→ Your task
Reproduce the data starting at the line that has "outline **swimmer underwater**" and ending after the line that has "[[[96,136],[92,134],[61,134],[45,138],[49,145],[93,145]]]", leaving the pictures out.

→ Data for this exercise

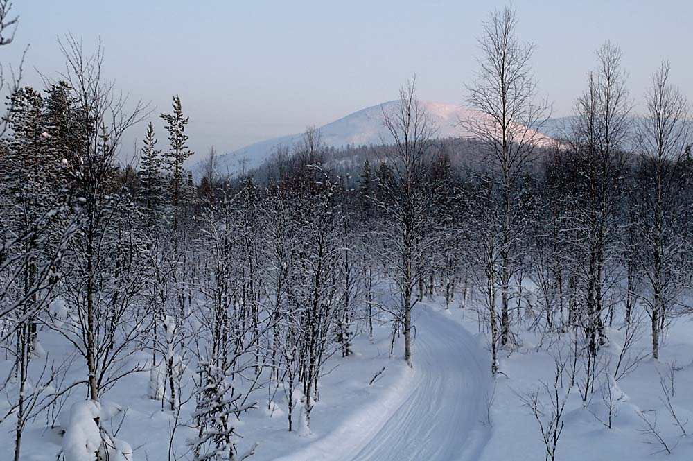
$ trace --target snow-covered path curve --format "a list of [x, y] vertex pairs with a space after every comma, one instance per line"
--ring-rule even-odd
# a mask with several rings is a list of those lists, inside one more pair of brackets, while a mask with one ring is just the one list
[[351, 461], [477, 460], [489, 439], [490, 383], [477, 340], [444, 313], [417, 309], [412, 392]]

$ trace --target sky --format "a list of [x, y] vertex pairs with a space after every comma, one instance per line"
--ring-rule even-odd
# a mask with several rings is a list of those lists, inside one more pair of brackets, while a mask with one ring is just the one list
[[[482, 21], [506, 2], [410, 0], [24, 0], [5, 66], [29, 46], [24, 82], [58, 77], [67, 33], [86, 49], [100, 38], [105, 73], [132, 99], [150, 103], [165, 144], [161, 112], [179, 94], [190, 116], [191, 162], [215, 146], [227, 153], [320, 126], [394, 99], [414, 73], [419, 97], [462, 104], [473, 78]], [[583, 0], [513, 3], [523, 40], [536, 46], [538, 88], [555, 116], [569, 115], [595, 64], [595, 50], [618, 44], [636, 110], [662, 59], [693, 98], [693, 1]], [[139, 148], [144, 124], [124, 139]]]

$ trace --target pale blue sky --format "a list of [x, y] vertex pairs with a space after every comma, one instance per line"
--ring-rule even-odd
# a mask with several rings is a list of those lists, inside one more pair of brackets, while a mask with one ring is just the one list
[[[25, 81], [36, 85], [33, 67], [53, 75], [62, 67], [58, 35], [71, 32], [88, 46], [100, 36], [109, 76], [151, 101], [156, 115], [180, 94], [199, 158], [211, 144], [227, 152], [394, 99], [413, 73], [422, 99], [462, 103], [482, 21], [504, 4], [27, 0], [15, 5], [21, 22], [3, 62], [30, 44]], [[636, 101], [663, 58], [693, 98], [693, 1], [514, 4], [521, 37], [537, 45], [535, 72], [554, 114], [570, 113], [607, 40], [623, 49]], [[142, 137], [144, 127], [135, 130], [125, 150]]]

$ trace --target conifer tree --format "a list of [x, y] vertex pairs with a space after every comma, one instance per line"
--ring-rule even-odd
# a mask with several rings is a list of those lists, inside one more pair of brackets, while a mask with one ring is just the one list
[[177, 241], [180, 208], [186, 179], [183, 172], [183, 162], [193, 155], [193, 152], [188, 149], [188, 135], [185, 134], [185, 126], [188, 124], [189, 117], [183, 116], [180, 96], [177, 95], [173, 96], [173, 112], [161, 114], [160, 116], [166, 123], [166, 129], [168, 132], [168, 141], [170, 143], [170, 150], [165, 156], [165, 162], [171, 174], [170, 193], [173, 207], [172, 231], [174, 241]]
[[144, 146], [140, 156], [140, 195], [144, 203], [146, 225], [153, 229], [159, 217], [162, 205], [163, 184], [161, 168], [163, 159], [161, 149], [157, 148], [157, 140], [154, 135], [154, 125], [150, 122], [144, 138]]

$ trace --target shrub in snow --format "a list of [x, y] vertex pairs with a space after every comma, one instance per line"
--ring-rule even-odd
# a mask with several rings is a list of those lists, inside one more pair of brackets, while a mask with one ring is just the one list
[[93, 400], [77, 402], [62, 437], [64, 461], [132, 461], [132, 449], [100, 428], [98, 421], [121, 412], [120, 407], [102, 407]]
[[164, 399], [166, 385], [166, 369], [163, 362], [154, 365], [149, 370], [149, 398], [152, 400]]
[[238, 406], [240, 394], [234, 392], [233, 381], [219, 366], [201, 361], [198, 365], [200, 382], [197, 406], [193, 419], [198, 427], [198, 437], [189, 441], [195, 461], [207, 460], [245, 459], [254, 454], [253, 447], [238, 455], [236, 442], [240, 438], [236, 432], [238, 415], [255, 407], [255, 403]]
[[101, 446], [96, 424], [101, 408], [92, 400], [77, 402], [70, 410], [70, 421], [62, 437], [65, 461], [94, 461]]

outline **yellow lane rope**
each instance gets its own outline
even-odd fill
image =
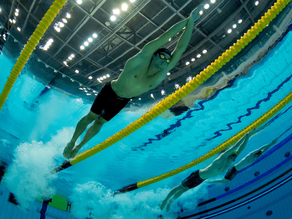
[[[65,1],[62,0],[56,0],[53,2],[53,5],[48,10],[36,30],[28,40],[27,43],[25,47],[12,69],[0,95],[0,111],[2,109],[4,102],[16,80],[17,77],[27,61],[32,51],[35,48],[39,40],[44,35],[51,23],[66,3]]]
[[[229,49],[223,53],[222,55],[203,71],[201,72],[199,74],[194,77],[179,90],[159,102],[149,112],[126,128],[103,142],[78,154],[70,161],[70,164],[72,165],[76,164],[113,144],[149,122],[181,100],[206,80],[239,52],[265,27],[291,1],[278,0],[277,3],[271,7],[271,9],[265,13],[265,16],[262,17],[257,23],[255,24],[254,26],[248,30],[246,33],[245,33],[240,39],[238,40],[236,43],[233,44],[233,45],[230,46]]]
[[[209,152],[208,153],[192,161],[190,163],[179,168],[163,174],[142,181],[137,183],[137,187],[141,188],[143,186],[149,185],[164,179],[175,175],[195,165],[201,163],[207,159],[217,154],[229,147],[235,143],[239,140],[246,133],[251,131],[255,128],[257,128],[265,122],[268,119],[270,119],[279,111],[280,111],[286,105],[290,102],[292,100],[292,91],[287,94],[285,97],[279,101],[277,104],[272,107],[265,113],[263,114],[238,133],[236,134],[231,138],[226,140],[221,144],[218,145],[214,149]]]

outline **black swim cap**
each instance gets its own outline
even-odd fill
[[[161,47],[161,48],[158,49],[154,53],[154,55],[157,54],[159,52],[162,52],[164,53],[165,53],[168,54],[170,57],[171,57],[171,53],[169,51],[169,50],[168,49],[167,49],[166,48],[164,48],[164,47]]]

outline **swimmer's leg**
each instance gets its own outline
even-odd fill
[[[181,184],[180,185],[181,185]],[[184,192],[190,189],[188,187],[185,187],[182,185],[181,186],[182,187],[181,187],[181,189],[175,192],[172,198],[167,202],[167,205],[166,207],[166,212],[168,212],[169,211],[169,209],[170,209],[170,205],[175,200],[181,195]]]
[[[96,114],[91,111],[90,111],[88,114],[81,119],[78,122],[75,129],[75,131],[71,140],[67,144],[64,151],[63,155],[65,158],[69,159],[70,154],[72,150],[75,145],[75,142],[79,136],[85,130],[87,126],[97,119],[100,115]]]
[[[182,189],[184,189],[184,188],[185,188],[184,186],[183,186],[182,184],[180,183],[179,185],[178,185],[177,186],[176,186],[175,187],[173,187],[172,188],[172,189],[170,190],[170,192],[167,195],[167,196],[166,197],[166,198],[165,198],[165,199],[162,200],[161,201],[161,204],[160,205],[160,209],[161,210],[163,209],[164,208],[164,206],[165,206],[165,204],[166,204],[167,202],[167,201],[169,199],[171,196],[174,195],[178,191],[181,190]]]
[[[70,158],[73,158],[75,157],[78,153],[78,151],[81,149],[82,146],[98,133],[102,126],[107,121],[100,116],[97,119],[95,120],[93,124],[87,130],[81,142],[79,145],[77,145],[74,149],[72,150],[70,154]]]

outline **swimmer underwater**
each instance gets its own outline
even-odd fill
[[[202,4],[199,6],[187,18],[176,24],[160,36],[147,44],[127,61],[117,79],[105,84],[97,96],[89,113],[77,124],[72,139],[64,149],[64,157],[74,158],[82,146],[98,133],[104,124],[118,113],[131,98],[154,88],[164,79],[185,51],[194,22],[200,18],[199,12],[204,8]],[[185,27],[172,53],[167,49],[161,48]],[[75,146],[77,139],[93,121],[81,142]]]

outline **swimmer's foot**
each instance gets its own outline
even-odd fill
[[[78,147],[77,145],[76,145],[76,147],[74,148],[74,149],[72,150],[72,151],[71,152],[70,157],[69,158],[70,159],[72,159],[74,158],[76,156],[76,155],[77,154],[78,151],[80,150],[81,148],[81,147]]]
[[[168,212],[168,211],[169,211],[169,209],[170,209],[170,205],[171,204],[173,201],[171,201],[171,199],[167,202],[167,205],[166,206],[166,212]]]
[[[66,159],[69,159],[70,158],[70,155],[72,151],[72,149],[75,146],[75,143],[71,143],[70,141],[67,144],[67,145],[64,149],[63,152],[63,156]]]
[[[160,210],[163,210],[163,208],[164,208],[164,206],[165,206],[165,204],[166,204],[166,201],[164,199],[161,201],[161,204],[160,205]]]

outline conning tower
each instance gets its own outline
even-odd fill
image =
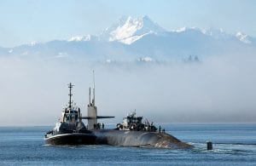
[[[88,129],[94,129],[94,126],[97,123],[97,107],[95,106],[95,76],[93,71],[93,88],[92,100],[90,100],[90,87],[89,88],[89,105],[88,105]]]
[[[93,88],[92,88],[92,99],[90,94],[90,87],[89,88],[89,105],[87,107],[87,117],[83,117],[83,119],[88,119],[88,129],[96,129],[96,126],[98,123],[98,118],[113,118],[113,116],[98,116],[97,107],[95,104],[95,75],[93,74]]]

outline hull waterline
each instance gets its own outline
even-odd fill
[[[96,136],[92,134],[61,134],[45,138],[49,145],[93,145]]]

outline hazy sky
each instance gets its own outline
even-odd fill
[[[1,0],[0,46],[97,34],[122,15],[148,15],[166,30],[219,27],[256,37],[254,0]]]
[[[0,46],[97,34],[122,15],[148,15],[169,31],[219,27],[256,37],[255,9],[254,0],[1,0]],[[54,125],[67,103],[70,82],[75,84],[74,100],[86,115],[92,70],[98,112],[116,116],[112,123],[134,109],[154,122],[255,123],[252,50],[203,57],[192,65],[124,66],[85,58],[61,61],[2,55],[0,126]]]

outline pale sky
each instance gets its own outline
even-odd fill
[[[168,31],[223,28],[256,37],[254,0],[1,0],[0,46],[98,34],[122,15],[148,15]]]

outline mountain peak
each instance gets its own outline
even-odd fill
[[[166,30],[153,22],[147,15],[132,18],[123,16],[115,24],[101,34],[101,38],[131,44],[145,35],[162,33]]]
[[[250,37],[247,35],[244,34],[244,33],[241,33],[241,32],[239,31],[236,34],[236,37],[241,42],[243,42],[245,43],[252,43],[252,41],[250,40]]]

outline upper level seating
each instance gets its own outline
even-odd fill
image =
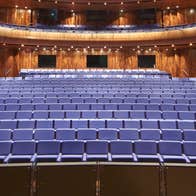
[[[0,80],[1,162],[195,162],[194,80],[70,72]]]
[[[30,31],[49,31],[49,32],[85,32],[85,31],[97,31],[97,32],[145,32],[145,31],[165,31],[165,30],[178,30],[184,28],[195,27],[193,24],[177,25],[177,26],[168,26],[162,27],[158,24],[147,24],[147,25],[107,25],[107,26],[92,26],[92,25],[56,25],[56,26],[47,26],[43,24],[37,24],[35,26],[19,26],[14,24],[0,24],[1,27],[8,27],[12,29],[24,29]]]

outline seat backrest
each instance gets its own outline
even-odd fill
[[[111,154],[132,154],[133,153],[133,147],[132,143],[129,141],[112,141],[110,143],[110,152]]]
[[[0,141],[7,141],[11,139],[11,130],[0,129]]]
[[[35,140],[54,140],[53,129],[35,129],[34,139]]]
[[[182,144],[177,141],[160,141],[159,153],[161,155],[181,155]]]
[[[185,155],[196,156],[196,142],[184,142],[183,149]]]
[[[83,154],[84,142],[82,141],[64,141],[61,145],[61,153],[66,154]]]
[[[96,129],[78,129],[77,136],[78,140],[96,140],[97,131]]]
[[[116,129],[99,129],[98,138],[100,140],[117,140],[118,132]]]
[[[135,141],[135,154],[155,155],[157,154],[157,144],[155,141]]]
[[[60,153],[59,141],[38,141],[37,154],[38,155],[57,155]]]
[[[57,129],[56,130],[57,140],[75,140],[75,129]]]
[[[15,140],[32,140],[33,129],[15,129],[12,139]]]
[[[107,154],[108,142],[107,141],[87,141],[86,142],[87,154]]]
[[[182,132],[179,130],[162,130],[162,139],[182,141]]]
[[[11,151],[11,141],[0,141],[0,155],[1,156],[6,156],[10,153]]]
[[[33,155],[36,143],[33,141],[15,141],[12,147],[12,155]]]
[[[159,141],[161,139],[160,130],[159,129],[142,129],[140,131],[141,140],[156,140]]]

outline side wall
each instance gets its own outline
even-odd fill
[[[59,10],[58,23],[66,25],[89,25],[85,12],[66,12]],[[136,25],[136,11],[112,12],[108,11],[108,17],[103,25]],[[0,8],[0,22],[16,25],[34,25],[37,23],[38,11],[19,8]],[[175,9],[175,10],[157,10],[157,24],[162,26],[182,25],[196,22],[195,9]]]

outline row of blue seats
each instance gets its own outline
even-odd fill
[[[180,129],[0,129],[0,141],[8,140],[171,140],[196,141],[196,130]]]
[[[196,104],[137,104],[137,103],[29,103],[0,104],[0,111],[17,110],[160,110],[160,111],[196,111]]]
[[[0,111],[0,119],[174,119],[196,120],[196,111],[120,111],[120,110],[82,110],[82,111]]]
[[[40,93],[42,92],[42,93]],[[109,93],[109,92],[105,92],[105,93],[93,93],[93,92],[89,92],[89,93],[62,93],[62,92],[44,92],[42,90],[39,90],[38,92],[21,92],[21,93],[17,93],[17,92],[12,92],[12,93],[4,93],[1,92],[0,93],[1,98],[3,99],[21,99],[21,98],[29,98],[29,99],[34,99],[36,97],[39,97],[40,99],[48,99],[48,98],[58,98],[58,99],[62,99],[62,98],[69,98],[69,99],[76,99],[76,98],[94,98],[94,99],[99,99],[99,98],[107,98],[107,99],[129,99],[132,98],[133,100],[135,99],[135,101],[132,102],[136,102],[138,99],[146,99],[148,101],[151,101],[151,99],[153,98],[157,98],[157,99],[165,99],[165,98],[170,98],[170,99],[195,99],[195,93],[187,93],[187,94],[173,94],[173,93],[151,93],[151,94],[144,94],[144,93],[125,93],[125,92],[115,92],[115,93]],[[92,99],[93,100],[93,99]],[[122,100],[123,102],[123,100]]]
[[[196,162],[196,142],[4,141],[0,162],[128,161]]]
[[[131,120],[131,119],[64,119],[64,120],[0,120],[0,129],[40,128],[129,128],[129,129],[196,129],[195,120]]]
[[[196,95],[195,98],[121,98],[121,97],[8,97],[0,98],[0,104],[9,104],[9,103],[157,103],[157,104],[196,104]]]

→ Final answer
outline **swimmer underwater**
each instance gets its own outline
even-odd fill
[[[202,4],[199,6],[187,18],[176,24],[160,36],[147,44],[127,61],[117,79],[105,84],[97,96],[89,113],[77,124],[72,139],[64,149],[64,157],[74,158],[82,146],[98,133],[104,124],[118,113],[131,98],[154,88],[164,79],[185,51],[194,22],[200,18],[199,12],[204,8]],[[185,27],[172,53],[167,49],[161,48]],[[75,146],[77,139],[93,121],[81,142]]]

outline **swimmer's foot**
each instance gets its own outline
even-odd fill
[[[78,147],[77,145],[76,145],[76,147],[74,148],[74,149],[72,150],[72,151],[71,152],[70,157],[69,158],[70,159],[72,159],[74,158],[76,156],[76,155],[77,154],[78,151],[80,150],[81,148],[81,147]]]
[[[168,212],[168,211],[169,211],[169,209],[170,209],[170,205],[171,204],[173,201],[171,201],[171,199],[167,202],[167,205],[166,206],[166,212]]]
[[[66,159],[69,159],[70,158],[70,155],[72,151],[72,149],[75,146],[75,143],[71,143],[70,141],[67,144],[67,145],[64,149],[63,152],[63,156]]]
[[[160,210],[163,210],[163,208],[164,208],[164,206],[165,206],[165,204],[166,204],[166,201],[164,199],[161,201],[161,204],[160,205]]]

outline conning tower
each instance gets its own outline
even-odd fill
image =
[[[88,129],[94,129],[94,126],[97,123],[97,107],[95,106],[95,76],[93,71],[93,88],[92,100],[90,100],[90,87],[89,88],[89,105],[88,105]]]
[[[93,88],[92,88],[92,99],[90,94],[90,87],[89,88],[89,105],[87,107],[87,117],[83,117],[83,119],[88,119],[88,129],[96,129],[96,126],[98,123],[98,118],[113,118],[113,116],[98,116],[97,107],[95,104],[95,75],[93,74]]]

outline hull waterline
each instance gets its own outline
even-odd fill
[[[96,136],[92,134],[61,134],[45,138],[49,145],[93,145]]]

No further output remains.